▸ TASK SET:
1 – According to the interview about the bag business, what country was Nadia from?
2 – Retype the part of the interview about the bag business starting at "About six months" and ending at "Oh my goodness.".
3 – Write what comes next in the interview about the bag business, picking up after its last sentence.

▸ PAGE EXCERPT:
=====

About six months later, my husband decided to move us to Michigan. We were in Savannah previously, Savannah, Georgia. He had been overseas in the military, just developed a real love for Muslim culture and Muslim people, and just thought it would be really cool to raise our kids and our family in a really diverse neighborhood, a place that has a need that we can really get grounded in, and invest in. Somehow, he heard about Hamtramck, Michigan. We had never visited before.

Romy:
Oh my goodness.

Rebecca:
I just said, “Let’s go.” I think I was in this newborn fog. I didn’t realize what I was saying yes to. We packed up everything and moved to Michigan to this very different city that I never had in my life lived in anything remotely close to it. I grew up in suburbs, in middle-class America. To be in a low-income city with so many different cultures, it was a real culture shock. I really desired to have friends with people with different cultures, but it was very awkward and hard.
My first friend that I made, she was from Yemen. Her name was Nadia. She spoke no English. I spoke, obviously, no Arabic, but we both knew how to sell. We spent our first evening together in my basement sewing a bag, one of the bags that I sold on Etsy. We had a good time. We didn’t have to speak each other’s language to sew. That’s a universal language.

Romy:
I love this.

Rebecca:
That’s how we spent our first night together as friends. About three years into living here, the business, some bloggers caught wind of it. Someone with about three million Pinterest followers pinned one of my bags on the Pinterest, and things just went crazy. I couldn’t keep up anymore. It was too busy to do during my kids’ nap times. I had two kids then at that point, and I couldn’t keep up.
I called my friend, Nadia, that I had spent time with in the basement sewing. She has gotten much better at English as the years had gone by and I said, “I need help. Can you sew all the insides of these bags, also all the outsides, and we’ll put them together twice as fast?” She was really excited about it. I started going to her house once a week and dropping off fabric, and picking up the bags that she had done the week before. Then, the same thing the next week, drop off and pick up. I’d bring my kids, and we would stay, and we would hang out every week, and just really deep into our friendship at that point. I pay her bag, per piece.
Eventually, she got so good at the insides that I said, “Here, I’ll teach you the outsides too,” and she was doing the whole bag, and we went even faster at that point. I’d say about six to eight months into this routine, she met me at our weekly drop off and picked up, and she said, “I got to show you something.” She leads me upstairs to her kids’ bedrooms and for the first time, she had bought her kid’s bunk beds; whereas before, they were just sleeping on the floor. She has four children.
Her husband works at a gas station and does his very best to make ends meet, but it’s never really enough. This extra income in their family was allowing them to buy things that I consider necessities, but they had never been able to afford before like a dining room table. Like I said, bunk beds. They got their first couch. I started to see really the difference that a job could do for her. She’s unable to get a job outside of her home because she’s a Muslim woman because she’s very conservative Muslim woman I should say. In her culture, it’s not easy to go out and get a job amongst mixed genders, but she could sew inside the comfort of her home, and she has four children. Getting the job outside of the home is impossible in that way too.
We now have about sixteen employees. All of them have some barrier to employment whether it’s culture, language, education, kids. The Better Life Bag aspect of it switched from sending money to someone overseas that I would never meet to investing deeply into the lives of my neighbors and the people in our city.

=====

▸ INFORMATION SHOWN:
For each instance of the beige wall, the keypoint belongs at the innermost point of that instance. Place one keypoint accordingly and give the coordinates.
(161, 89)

=====

▸ ANSWERS PROVIDED:
1 – Yemen.

2 –
About six months later, my husband decided to move us to Michigan. We were in Savannah previously, Savannah, Georgia. He had been overseas in the military, just developed a real love for Muslim culture and Muslim people, and just thought it would be really cool to raise our kids and our family in a really diverse neighborhood, a place that has a need that we can really get grounded in, and invest in. Somehow, he heard about Hamtramck, Michigan. We had never visited before.

Romy:
Oh my goodness.

3 –
Romy:
Wow. I just want to make a comment here. You’ve hit on something that is not talked about very often. Often, we talk about the barriers to employment to be maybe former criminal records or past drug use. You come over one level or go over, I guess, one neighborhood and their barriers are languages, education, and potentially culture. I think a lot of people don’t think about that; and yet, it does prevent. It’s amazing.

Rebecca:
Yeah, the unexpected barrier to employment because definitely, wouldn’t we say if we hire women with barriers to employment, you think ex-con, people who are trying to enter back from the prison system, but there’s a whole gallery of women that have different barriers to employment.

Romy:
Right. Sometimes, it can just be got some children at home that you have to talk about as got to be some type of employment that you can sneak into the cracks of motherhood.

Rebecca:
Absolutely, yes.

Romy:
You’re up to sixteen employees now. Some are in your workshop, and some stay at the home as you told us in the beginning.

Rebecca:
Right. We let them choose. Our newest seamstress that we hired is from Afghanistan. She’s an asylum seeker to the States. She is free and able to come to the workshop every day to work. She spends Mondays through Thursday in the shop with us which is really fun just to get to see her and interact with her on a daily basis. Then, our other seamstresses do about 90% of the bags in their homes. Then, they come into our shop once a week for a couple of hours, and they use our industrial sewing machines to finish up any leather work. Then, they pick up their next batch for the week.

Romy:
Let’s stay on this social mission of employment. What else are you noticing that changes with the women after they’ve been with you for a season? What other subtle things do you tend to notice?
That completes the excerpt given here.